WORK TO DO ▸ Reproduce the lines below, swapping "single pin" for "single marker" everywhere it appears and leaving all else untouched.

--- Begin DATASET EXCERPTS ---

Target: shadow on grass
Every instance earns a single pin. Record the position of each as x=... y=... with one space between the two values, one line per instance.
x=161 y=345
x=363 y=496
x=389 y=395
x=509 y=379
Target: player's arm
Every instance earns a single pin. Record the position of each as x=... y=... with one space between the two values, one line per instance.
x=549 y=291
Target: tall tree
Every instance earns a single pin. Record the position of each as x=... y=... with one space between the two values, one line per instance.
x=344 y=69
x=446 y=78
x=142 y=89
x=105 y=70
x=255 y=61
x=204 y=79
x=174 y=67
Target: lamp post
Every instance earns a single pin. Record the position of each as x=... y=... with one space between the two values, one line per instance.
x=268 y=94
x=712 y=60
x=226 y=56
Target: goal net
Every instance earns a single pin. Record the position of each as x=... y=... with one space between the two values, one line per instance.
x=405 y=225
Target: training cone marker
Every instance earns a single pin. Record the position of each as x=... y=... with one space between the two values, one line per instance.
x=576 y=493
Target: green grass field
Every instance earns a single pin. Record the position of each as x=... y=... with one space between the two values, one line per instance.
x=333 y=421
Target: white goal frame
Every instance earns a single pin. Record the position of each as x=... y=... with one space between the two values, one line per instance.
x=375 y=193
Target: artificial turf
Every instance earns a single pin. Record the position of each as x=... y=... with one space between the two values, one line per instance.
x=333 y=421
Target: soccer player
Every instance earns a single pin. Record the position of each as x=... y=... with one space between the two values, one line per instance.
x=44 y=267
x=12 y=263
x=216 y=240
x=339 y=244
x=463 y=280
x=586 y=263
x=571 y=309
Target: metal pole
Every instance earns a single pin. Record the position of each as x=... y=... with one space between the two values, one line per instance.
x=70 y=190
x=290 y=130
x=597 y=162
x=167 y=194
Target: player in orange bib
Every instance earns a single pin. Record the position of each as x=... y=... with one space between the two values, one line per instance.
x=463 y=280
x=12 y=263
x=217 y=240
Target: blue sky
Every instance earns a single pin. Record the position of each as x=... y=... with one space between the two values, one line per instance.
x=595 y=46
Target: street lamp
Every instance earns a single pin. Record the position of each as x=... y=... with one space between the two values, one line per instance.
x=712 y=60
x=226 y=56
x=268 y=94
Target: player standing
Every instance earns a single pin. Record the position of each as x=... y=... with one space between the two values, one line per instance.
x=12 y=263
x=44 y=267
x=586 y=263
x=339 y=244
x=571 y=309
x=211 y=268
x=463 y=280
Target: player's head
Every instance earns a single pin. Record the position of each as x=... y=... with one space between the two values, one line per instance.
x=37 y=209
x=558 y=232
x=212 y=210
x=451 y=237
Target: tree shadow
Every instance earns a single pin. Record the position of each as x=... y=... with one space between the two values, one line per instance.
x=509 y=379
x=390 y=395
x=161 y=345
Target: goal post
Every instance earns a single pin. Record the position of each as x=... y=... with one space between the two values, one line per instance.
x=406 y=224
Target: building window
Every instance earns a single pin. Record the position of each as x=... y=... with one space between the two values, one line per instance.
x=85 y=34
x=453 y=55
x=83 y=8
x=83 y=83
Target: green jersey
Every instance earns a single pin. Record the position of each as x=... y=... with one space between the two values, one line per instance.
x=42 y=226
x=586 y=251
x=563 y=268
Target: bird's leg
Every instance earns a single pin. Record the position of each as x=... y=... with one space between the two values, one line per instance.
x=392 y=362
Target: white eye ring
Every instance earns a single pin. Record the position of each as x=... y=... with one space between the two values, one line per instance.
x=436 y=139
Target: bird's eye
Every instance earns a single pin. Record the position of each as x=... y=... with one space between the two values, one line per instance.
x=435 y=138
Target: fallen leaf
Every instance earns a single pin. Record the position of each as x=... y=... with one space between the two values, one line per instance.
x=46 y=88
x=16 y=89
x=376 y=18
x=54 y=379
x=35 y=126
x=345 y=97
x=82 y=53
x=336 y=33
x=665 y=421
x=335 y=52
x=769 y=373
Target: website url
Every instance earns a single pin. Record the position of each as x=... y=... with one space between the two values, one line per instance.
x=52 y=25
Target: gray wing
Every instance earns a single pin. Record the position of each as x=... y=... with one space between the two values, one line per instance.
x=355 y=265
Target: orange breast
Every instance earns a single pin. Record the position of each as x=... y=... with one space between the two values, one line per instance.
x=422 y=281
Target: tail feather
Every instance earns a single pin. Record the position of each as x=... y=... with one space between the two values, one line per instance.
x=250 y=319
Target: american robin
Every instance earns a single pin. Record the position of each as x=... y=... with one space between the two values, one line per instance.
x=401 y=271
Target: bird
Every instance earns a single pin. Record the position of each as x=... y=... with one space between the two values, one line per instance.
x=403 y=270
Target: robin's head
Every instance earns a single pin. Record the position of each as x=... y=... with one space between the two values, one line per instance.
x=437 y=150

--- End DATASET EXCERPTS ---

SOLUTION TO THIS TASK ▸
Target: shadow on grass
Every instance earns a single marker. Record the position of each as x=... y=... with one space between the two values, one line per instance.
x=161 y=345
x=363 y=496
x=389 y=395
x=509 y=379
Target: player's arm
Every instance earns a single marker. Record the position of each as x=... y=... with one space between the two values, one line per instance.
x=549 y=291
Target: tall tree
Every instance earns a single marker. Record the position of each as x=... y=... with one space between the two values, one line per instance.
x=344 y=69
x=446 y=78
x=142 y=89
x=105 y=70
x=255 y=61
x=204 y=79
x=174 y=67
Target: lamp post
Every instance earns a single marker. Record the position of each as x=... y=... with one space between the two values, one line per instance.
x=268 y=94
x=712 y=60
x=226 y=56
Target: goal net
Every instance earns a single marker. Record the position of each as x=... y=... with one space between the two values, one line per instance.
x=405 y=225
Target: training cone marker
Every instance earns a single marker. Record the position of each as x=... y=... with one space between the two values, one line per instance.
x=576 y=493
Target: green grass field
Every instance earns a single marker. Record the position of each as x=... y=... with one space between the two values, one line per instance.
x=333 y=421
Target: white goal frame
Every instance earns a single marker. Record the position of each as x=... y=... with one space between the two values, one line per instance.
x=375 y=193
Target: artificial turf
Every instance earns a single marker. Record the position of each as x=... y=... with one space between the two values, one line per instance.
x=333 y=421
Target: soccer player
Every instance earns a single marker. Record the position of each as x=... y=... with one space between the two values, one line per instance.
x=44 y=267
x=12 y=263
x=216 y=240
x=339 y=244
x=463 y=280
x=586 y=263
x=571 y=309
Target: metal pole
Every instance earns a single marker. Record the position of each as x=... y=... with one space between the two values, one line per instance.
x=70 y=190
x=290 y=130
x=597 y=162
x=167 y=194
Target: player in orange bib
Every instance earns a single marker. Record the position of each as x=... y=... with one space between the two values, one line per instance.
x=463 y=280
x=12 y=263
x=217 y=240
Target: blue sky
Every instance earns a single marker. Record the position of each as x=... y=... with one space between the two values, one line per instance.
x=595 y=46
Target: street lamp
Every instance earns a single marker. Record the position of each as x=... y=... with one space between the two values, one line per instance.
x=712 y=60
x=226 y=56
x=268 y=94
Target: player standing
Every instance earns a single marker. Record the position of each as x=... y=... with one space between the two values, one line per instance.
x=12 y=263
x=44 y=267
x=586 y=263
x=339 y=244
x=571 y=309
x=211 y=268
x=463 y=280
Target: player's head
Every instance earns a single marker. Record the position of each as x=... y=... with one space between the two values, one line per instance.
x=37 y=209
x=558 y=232
x=212 y=210
x=451 y=237
Target: tree shadow
Every instance earns a single marker. Record the position of each as x=... y=... with one space between the two values, one line per instance.
x=509 y=379
x=390 y=395
x=161 y=345
Target: goal post
Every instance earns a single marker. Record the position of each as x=... y=... with one space between the two values, one line per instance.
x=406 y=224
Target: building window
Every instance earns a single marker. Record the position of each as x=... y=... with one space between the two values, one line per instance.
x=85 y=34
x=453 y=55
x=83 y=8
x=83 y=83
Target: green jersey
Every instance earns a single marker. Record the position of each as x=... y=... with one space between the two values, one line per instance.
x=42 y=226
x=586 y=251
x=563 y=268
Target: bird's leg
Every instance earns a single marker. Record the position of each as x=... y=... with one space between the two values, one line per instance.
x=392 y=362
Target: white eye ring
Every instance earns a single marker. Record the position of each as x=... y=... with one space between the two values, one line per instance.
x=436 y=139
Target: bird's eye
Every instance earns a single marker. Record the position of each as x=... y=... with one space between the two values, one line per instance.
x=435 y=138
Target: fallen leaf
Every instance earns a single marker. Record the position of each as x=... y=... with one space between the two values, one line per instance.
x=46 y=88
x=16 y=89
x=376 y=18
x=54 y=379
x=35 y=126
x=345 y=97
x=82 y=53
x=336 y=33
x=665 y=421
x=335 y=52
x=769 y=373
Target: website url
Every instance earns a single marker. Record the position of each as x=... y=... with one space between the two values, one line per instance.
x=52 y=25
Target: gray wing
Every instance earns a single marker. Record the position of each as x=... y=... with one space between the two values, one line per instance.
x=355 y=265
Target: orange breast
Every instance earns a single marker. Record the position of each as x=... y=... with one space between the two values, one line per instance.
x=422 y=281
Target: tail feather
Every instance earns a single marker. Record the position of each as x=... y=... with one space between the two values, one line per instance.
x=250 y=319
Target: american robin
Every instance earns a single marker. Record the position of each as x=... y=... with one space between the two values, one line per instance.
x=401 y=271
Target: bird
Every instance earns a single marker. Record the position of each as x=... y=... with one space between the two values, one line per instance.
x=403 y=270
Target: robin's head
Every instance earns a single marker. Record the position of each as x=... y=... with one space between the two values, one line per instance.
x=437 y=150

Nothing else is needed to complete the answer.